# Work to complete
Could you set down exactly the lines in the records below between the line holding "Target: green moss" and the line holding "Objective: locate each instance of the green ivy", inclusive?

# Input

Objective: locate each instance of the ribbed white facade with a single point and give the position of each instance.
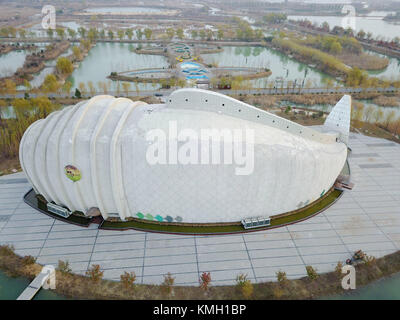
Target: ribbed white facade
(105, 139)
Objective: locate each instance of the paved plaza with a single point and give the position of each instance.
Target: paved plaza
(367, 218)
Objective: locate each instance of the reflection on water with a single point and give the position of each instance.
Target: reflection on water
(105, 58)
(282, 67)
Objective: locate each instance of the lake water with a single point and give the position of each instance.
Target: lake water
(282, 66)
(391, 72)
(138, 10)
(105, 58)
(374, 24)
(11, 288)
(10, 62)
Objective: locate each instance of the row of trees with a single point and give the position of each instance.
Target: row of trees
(26, 111)
(243, 32)
(335, 45)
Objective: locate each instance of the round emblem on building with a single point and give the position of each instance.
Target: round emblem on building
(72, 173)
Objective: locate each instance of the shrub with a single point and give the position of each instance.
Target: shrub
(278, 292)
(281, 277)
(166, 286)
(7, 250)
(78, 93)
(95, 273)
(369, 260)
(244, 285)
(311, 273)
(128, 280)
(205, 280)
(28, 260)
(63, 267)
(338, 268)
(241, 279)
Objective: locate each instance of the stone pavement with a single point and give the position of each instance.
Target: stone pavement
(367, 218)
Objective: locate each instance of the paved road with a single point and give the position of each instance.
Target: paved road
(367, 218)
(266, 91)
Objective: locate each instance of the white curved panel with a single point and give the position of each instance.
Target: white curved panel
(54, 166)
(105, 138)
(39, 155)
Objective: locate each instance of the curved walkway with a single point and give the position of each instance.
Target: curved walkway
(367, 218)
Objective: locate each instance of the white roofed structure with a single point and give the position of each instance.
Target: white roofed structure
(96, 155)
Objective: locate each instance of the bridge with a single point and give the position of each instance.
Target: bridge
(261, 91)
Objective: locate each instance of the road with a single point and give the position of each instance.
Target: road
(265, 91)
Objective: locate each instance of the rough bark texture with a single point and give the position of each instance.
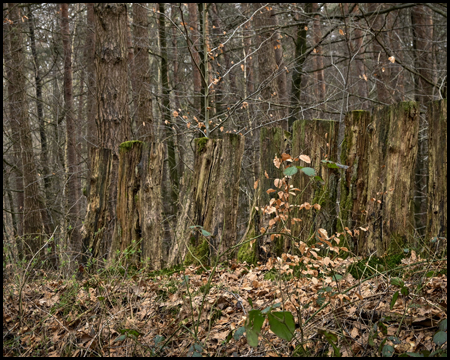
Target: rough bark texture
(113, 122)
(300, 49)
(194, 44)
(272, 144)
(150, 205)
(267, 65)
(14, 125)
(392, 154)
(316, 139)
(437, 165)
(422, 22)
(32, 220)
(141, 71)
(97, 213)
(209, 199)
(381, 70)
(91, 130)
(127, 233)
(73, 185)
(354, 182)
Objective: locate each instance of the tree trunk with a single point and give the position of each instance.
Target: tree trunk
(150, 205)
(91, 129)
(392, 154)
(319, 74)
(14, 126)
(143, 100)
(73, 186)
(113, 122)
(380, 61)
(300, 50)
(209, 199)
(194, 45)
(98, 217)
(272, 144)
(127, 232)
(353, 184)
(437, 165)
(316, 139)
(268, 68)
(422, 24)
(32, 220)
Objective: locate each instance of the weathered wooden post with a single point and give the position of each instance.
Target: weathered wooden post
(437, 165)
(317, 139)
(353, 184)
(271, 144)
(209, 199)
(391, 155)
(138, 231)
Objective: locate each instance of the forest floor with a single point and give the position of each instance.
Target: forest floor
(198, 311)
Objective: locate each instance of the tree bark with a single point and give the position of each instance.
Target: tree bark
(73, 186)
(422, 24)
(209, 200)
(141, 71)
(267, 66)
(150, 205)
(113, 123)
(316, 139)
(194, 44)
(32, 220)
(353, 198)
(392, 152)
(437, 165)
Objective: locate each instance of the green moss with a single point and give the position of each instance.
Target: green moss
(200, 252)
(128, 145)
(247, 252)
(366, 267)
(201, 143)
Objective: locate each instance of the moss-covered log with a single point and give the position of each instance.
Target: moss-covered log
(149, 201)
(316, 139)
(209, 199)
(353, 183)
(127, 233)
(437, 165)
(392, 153)
(98, 214)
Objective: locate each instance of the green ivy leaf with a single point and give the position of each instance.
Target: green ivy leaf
(206, 233)
(397, 282)
(239, 332)
(440, 338)
(290, 171)
(309, 171)
(253, 327)
(443, 325)
(387, 351)
(282, 324)
(394, 300)
(120, 338)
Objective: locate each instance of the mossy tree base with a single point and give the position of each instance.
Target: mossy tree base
(353, 183)
(315, 138)
(209, 198)
(97, 225)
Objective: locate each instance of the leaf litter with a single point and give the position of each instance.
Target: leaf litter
(163, 315)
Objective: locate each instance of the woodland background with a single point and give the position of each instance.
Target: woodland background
(176, 175)
(78, 77)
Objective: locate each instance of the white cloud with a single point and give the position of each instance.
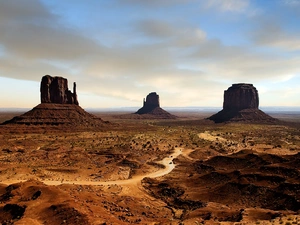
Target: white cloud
(228, 5)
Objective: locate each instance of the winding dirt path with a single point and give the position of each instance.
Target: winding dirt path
(167, 162)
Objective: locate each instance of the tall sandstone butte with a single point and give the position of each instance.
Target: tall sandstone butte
(241, 96)
(151, 108)
(241, 104)
(59, 106)
(55, 90)
(152, 102)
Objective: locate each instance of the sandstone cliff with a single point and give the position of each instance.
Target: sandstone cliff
(55, 90)
(151, 107)
(241, 104)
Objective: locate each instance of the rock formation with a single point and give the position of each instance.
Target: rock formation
(151, 107)
(55, 90)
(241, 104)
(241, 96)
(152, 101)
(59, 107)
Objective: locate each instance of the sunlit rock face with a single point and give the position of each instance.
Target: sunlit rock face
(55, 90)
(152, 102)
(241, 104)
(240, 96)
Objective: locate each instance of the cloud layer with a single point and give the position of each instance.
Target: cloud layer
(187, 51)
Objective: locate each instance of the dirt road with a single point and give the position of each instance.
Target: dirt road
(167, 162)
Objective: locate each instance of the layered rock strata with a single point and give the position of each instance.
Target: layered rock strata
(59, 107)
(241, 103)
(151, 107)
(55, 90)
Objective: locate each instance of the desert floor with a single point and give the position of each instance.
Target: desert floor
(139, 171)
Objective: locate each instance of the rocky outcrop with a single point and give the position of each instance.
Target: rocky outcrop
(152, 109)
(152, 102)
(59, 107)
(241, 96)
(55, 90)
(241, 104)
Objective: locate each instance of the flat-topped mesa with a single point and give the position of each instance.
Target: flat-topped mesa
(55, 90)
(240, 96)
(151, 108)
(152, 101)
(241, 104)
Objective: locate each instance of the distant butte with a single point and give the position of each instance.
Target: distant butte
(152, 108)
(59, 106)
(241, 104)
(55, 90)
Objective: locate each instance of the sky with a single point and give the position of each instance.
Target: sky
(118, 51)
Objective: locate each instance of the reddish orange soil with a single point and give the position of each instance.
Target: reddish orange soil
(212, 174)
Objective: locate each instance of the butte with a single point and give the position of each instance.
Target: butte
(151, 108)
(58, 107)
(241, 105)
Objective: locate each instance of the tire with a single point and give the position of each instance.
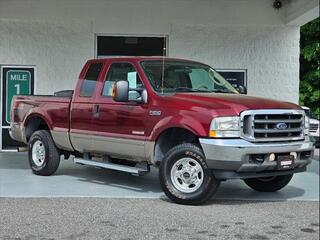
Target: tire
(187, 161)
(270, 184)
(43, 155)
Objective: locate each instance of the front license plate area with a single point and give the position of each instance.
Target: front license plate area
(285, 162)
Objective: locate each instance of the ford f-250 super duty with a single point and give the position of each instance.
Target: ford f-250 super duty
(129, 113)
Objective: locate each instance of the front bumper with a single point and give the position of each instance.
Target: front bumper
(232, 158)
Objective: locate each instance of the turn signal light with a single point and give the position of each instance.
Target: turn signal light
(212, 133)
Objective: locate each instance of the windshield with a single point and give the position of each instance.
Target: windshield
(185, 77)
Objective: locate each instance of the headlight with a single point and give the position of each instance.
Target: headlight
(225, 127)
(306, 125)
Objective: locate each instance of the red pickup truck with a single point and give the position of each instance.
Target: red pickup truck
(182, 116)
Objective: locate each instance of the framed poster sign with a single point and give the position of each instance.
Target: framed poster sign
(235, 76)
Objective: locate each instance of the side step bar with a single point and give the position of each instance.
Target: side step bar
(140, 168)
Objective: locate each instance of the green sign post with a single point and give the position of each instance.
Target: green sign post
(17, 82)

# Answer section
Target: green moss
(200, 252)
(128, 145)
(247, 252)
(366, 267)
(201, 143)
Objective: locate each instance of the moss-covered log with a single point and give the position of each instance.
Target: moss-covered log
(149, 201)
(316, 139)
(209, 199)
(353, 183)
(127, 233)
(437, 165)
(392, 153)
(98, 214)
Objective: locate each instance of the green ivy leaf with a single point and give the position of each instance.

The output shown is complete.